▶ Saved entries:

** BEGIN **

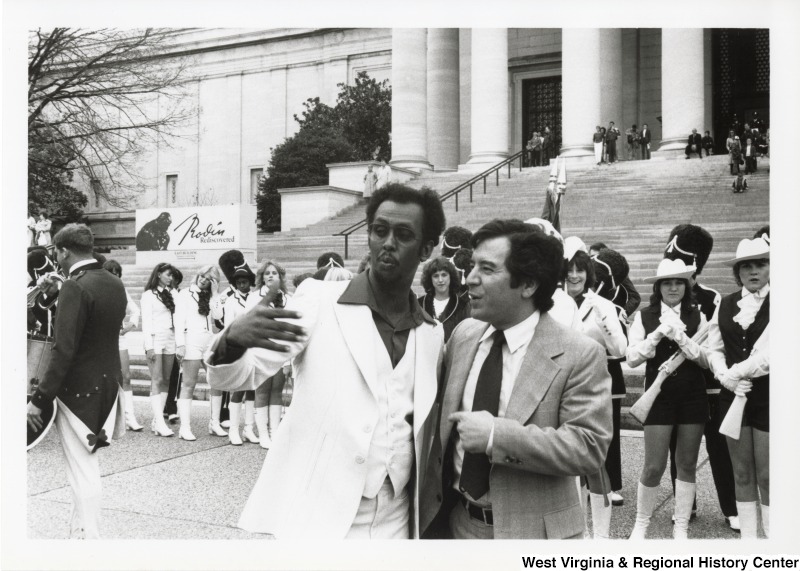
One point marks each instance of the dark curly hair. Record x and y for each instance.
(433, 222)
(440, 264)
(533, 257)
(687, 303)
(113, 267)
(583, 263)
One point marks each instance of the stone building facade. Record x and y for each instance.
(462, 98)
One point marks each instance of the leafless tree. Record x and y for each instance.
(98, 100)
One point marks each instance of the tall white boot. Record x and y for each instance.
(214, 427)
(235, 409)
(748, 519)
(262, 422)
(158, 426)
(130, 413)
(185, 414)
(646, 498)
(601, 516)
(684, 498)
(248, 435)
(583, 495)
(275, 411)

** END **
** BEGIN **

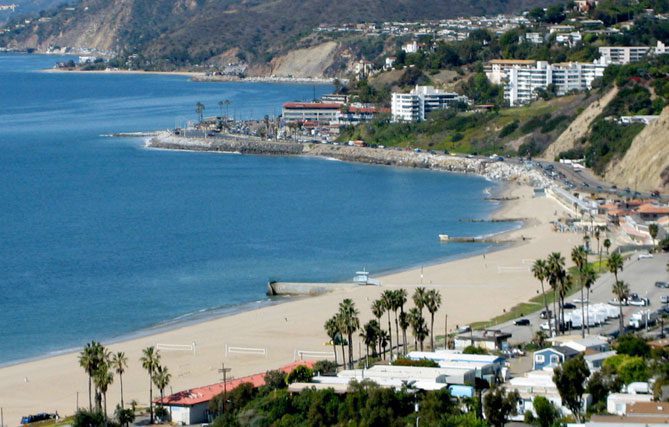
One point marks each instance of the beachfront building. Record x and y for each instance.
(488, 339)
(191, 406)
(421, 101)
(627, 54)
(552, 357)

** END **

▶ PROBLEM: Identify each line above that contains the word "Record", and copy every such line in full.

▶ WRITTEN SOLUTION:
One point marks each instance of the dark curly hair. Record x and y for each instance.
One point marks each instance of the stone building facade. Record x and y for each instance.
One point marks each instance of the leafless tree. Record x and y for each instance.
One point marks each instance of the tall white boot. Record x and y for each instance.
One point marks each instance of the beachfront building. Record x and y for each instance.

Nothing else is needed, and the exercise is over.